• _Assigned task_: Without carrying over a single picture, write out the records below exactly.

· · · ·

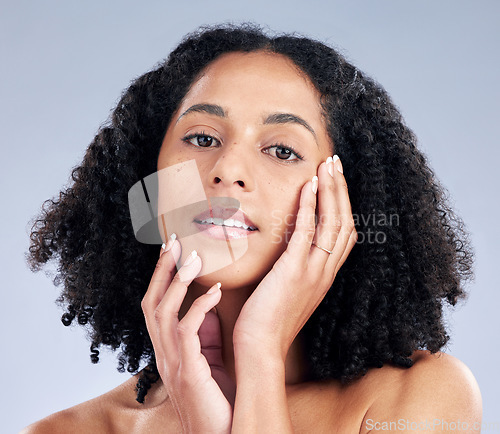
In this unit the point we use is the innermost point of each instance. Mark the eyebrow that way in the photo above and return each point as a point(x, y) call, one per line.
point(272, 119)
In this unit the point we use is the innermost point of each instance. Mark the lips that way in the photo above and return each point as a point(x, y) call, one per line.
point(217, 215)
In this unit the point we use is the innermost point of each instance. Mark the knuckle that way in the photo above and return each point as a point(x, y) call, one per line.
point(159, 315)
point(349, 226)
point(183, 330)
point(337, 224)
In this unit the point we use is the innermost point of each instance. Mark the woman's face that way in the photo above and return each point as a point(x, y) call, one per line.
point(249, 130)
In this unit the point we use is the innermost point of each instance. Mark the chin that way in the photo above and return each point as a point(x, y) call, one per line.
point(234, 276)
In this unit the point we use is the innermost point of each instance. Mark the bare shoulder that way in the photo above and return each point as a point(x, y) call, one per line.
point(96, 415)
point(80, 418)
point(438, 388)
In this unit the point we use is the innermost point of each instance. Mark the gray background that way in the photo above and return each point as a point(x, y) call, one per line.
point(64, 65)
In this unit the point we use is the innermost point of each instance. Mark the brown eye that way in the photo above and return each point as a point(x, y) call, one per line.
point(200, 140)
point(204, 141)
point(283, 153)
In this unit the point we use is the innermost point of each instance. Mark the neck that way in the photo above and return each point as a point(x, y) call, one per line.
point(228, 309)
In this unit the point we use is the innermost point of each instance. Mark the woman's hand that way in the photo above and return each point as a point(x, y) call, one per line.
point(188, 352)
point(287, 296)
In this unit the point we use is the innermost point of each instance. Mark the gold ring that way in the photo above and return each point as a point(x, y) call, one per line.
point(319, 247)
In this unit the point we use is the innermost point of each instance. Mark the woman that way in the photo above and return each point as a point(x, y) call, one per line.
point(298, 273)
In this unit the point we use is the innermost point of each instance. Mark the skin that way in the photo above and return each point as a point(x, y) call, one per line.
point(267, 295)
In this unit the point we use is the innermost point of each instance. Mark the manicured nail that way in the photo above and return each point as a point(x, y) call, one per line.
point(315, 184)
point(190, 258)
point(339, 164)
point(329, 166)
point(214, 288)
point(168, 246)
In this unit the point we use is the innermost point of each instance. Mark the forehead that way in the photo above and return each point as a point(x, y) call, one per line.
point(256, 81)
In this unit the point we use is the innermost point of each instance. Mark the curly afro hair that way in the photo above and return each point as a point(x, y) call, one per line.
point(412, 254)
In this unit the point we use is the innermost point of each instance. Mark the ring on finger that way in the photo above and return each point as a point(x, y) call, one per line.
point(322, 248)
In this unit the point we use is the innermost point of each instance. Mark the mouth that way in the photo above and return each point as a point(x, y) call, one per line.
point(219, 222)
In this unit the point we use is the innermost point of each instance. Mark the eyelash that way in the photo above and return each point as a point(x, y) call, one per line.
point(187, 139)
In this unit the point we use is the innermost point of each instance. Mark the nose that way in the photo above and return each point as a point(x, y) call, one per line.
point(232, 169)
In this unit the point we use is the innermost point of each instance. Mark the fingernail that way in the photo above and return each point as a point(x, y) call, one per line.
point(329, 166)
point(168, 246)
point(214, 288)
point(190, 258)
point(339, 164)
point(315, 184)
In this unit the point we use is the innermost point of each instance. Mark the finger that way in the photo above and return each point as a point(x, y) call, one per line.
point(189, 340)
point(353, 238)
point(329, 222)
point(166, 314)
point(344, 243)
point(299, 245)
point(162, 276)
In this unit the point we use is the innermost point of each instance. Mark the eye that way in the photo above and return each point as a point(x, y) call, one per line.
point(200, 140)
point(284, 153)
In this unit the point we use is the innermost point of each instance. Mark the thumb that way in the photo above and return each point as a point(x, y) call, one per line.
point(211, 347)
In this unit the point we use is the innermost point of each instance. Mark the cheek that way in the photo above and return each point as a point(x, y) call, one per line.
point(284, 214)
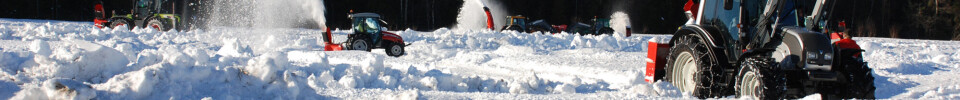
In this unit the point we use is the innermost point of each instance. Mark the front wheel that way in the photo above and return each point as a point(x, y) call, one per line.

· · · ·

• _Answer section_:
In this unit the point we use is the innermost point of each instance. Mark the eyebrow that way in the photo above and return each point as a point(x, y) call, one per line.
point(272, 119)
In this unit the point we use is the innermost point of each instance. Mark the lips that way in the photo above and return each point as a point(x, y) call, one per line.
point(217, 215)
In this unit the point we use is the innermost point of each instance. Mark the knuckle that way in the photo above and return each point as a point(x, y) call, one per line.
point(159, 315)
point(349, 226)
point(183, 330)
point(337, 224)
In this unit the point we use is the innermost point of each instance. Mark the woman's face that way in the photo above and return each point as a point(x, y) call, one per line.
point(249, 130)
In this unit the point we use is the innermost point of each instance. Mark the chin that way in the photo above and return each point as a point(x, y) call, one per line.
point(234, 276)
In this unit the point we use is the innermost point of each instance. Mark the bare shoulder that way in the photo above and return each point as a point(x, y) call, one per line.
point(96, 415)
point(80, 418)
point(438, 388)
In this unit the point we use is the innermost point of each instance. Mark the gray background that way in the photo above and return each point as a point(x, y) call, one per line.
point(64, 65)
In this unit the point we use is the innermost point of each instance. Mark the brown eye that way in the photo above and return each point as a point(x, y) call, one per line.
point(200, 140)
point(204, 141)
point(283, 153)
In this unit the point we use is the innermost point of each instance. Mark the neck that way in the photo above and return each point as a point(x, y) call, one per line.
point(228, 309)
In this unit the point we use is the innermost point of each instance. Mark the woman's hand that way in the photo above and return each point as a point(x, y) call, one per line.
point(188, 352)
point(287, 296)
In this unit the point we use is the innermost point of each instance. Mark the gold ring that way in the photo above and return each point as a point(x, y) call, one per line.
point(319, 247)
In this unit the point we use is the innermost point of each instance. Mark the woman that way in the photo above and return each point as a point(x, y) call, one per line.
point(298, 273)
In this unit the point we use is the innermost point of each instance. Mark the skin that way in the photo above and return each point as a point(x, y) call, one per line.
point(267, 295)
In this unit the point we use is the innermost point of each instance. Mark the manicured nail that way in the photo above and return each point as a point(x, y) call, one per line.
point(315, 184)
point(190, 258)
point(339, 164)
point(329, 166)
point(214, 288)
point(168, 246)
In this unit the point we use is the innermost point of each instance. Mark the forehead that way in the photo above and return each point as a point(x, y) call, one per line.
point(256, 81)
In this unit the point we use is the innermost point of each instance. Mark the curly afro hair that way in the photo above and return each point as a point(x, y) call, one per line.
point(412, 254)
In this unit the point we use is the innermost point of each instance. Mark the ring on finger that way in the photo above and return each point as a point(x, y) call, one per line.
point(322, 248)
In this unit the point we use is the innermost point of each instance. Mark the mouth that way in the photo above and return each point as a point(x, y) call, one per line.
point(219, 222)
In this unit the point we use is the innermost point of each instance. Mark the eyelash that way in the photo above and return each point as a point(x, y) call, one per line.
point(187, 139)
In this unit the point we use is the innermost point of each instance. Mark the nose that way in the photo above and return each point as a point(x, y) call, one per line.
point(232, 169)
In this unit the point we use is the innermost point of each instance. Mark the fingernail that way in the photo above and return each point as a point(x, y) call, one per line.
point(329, 166)
point(168, 246)
point(214, 288)
point(190, 258)
point(339, 164)
point(315, 184)
In this unit the point we use is the innermost point of each instance. Mark the finger that way in the photo above and return each point as a point(x, y) call, one per line.
point(189, 340)
point(353, 238)
point(329, 222)
point(166, 314)
point(344, 243)
point(299, 245)
point(162, 276)
In this unit the point we use is the innermost point of each instance. Mark the eye that way in the photo above and return each point as a point(x, y) call, one per line.
point(200, 140)
point(284, 153)
In this unit the point we use is the innermost point of each instance. Mark the thumb that way in the photo above and return each point as a point(x, y) call, one per line.
point(211, 347)
In this unit the point we use is the innermost point of each instance. Mark the cheek that way in the photo above and return each point as a point(x, y) call, one per line.
point(284, 214)
In this unit the point we use is the innermost point of each instance. Mark the front wheel that way in the photo above and return each point as a point(x, y) call, one per line.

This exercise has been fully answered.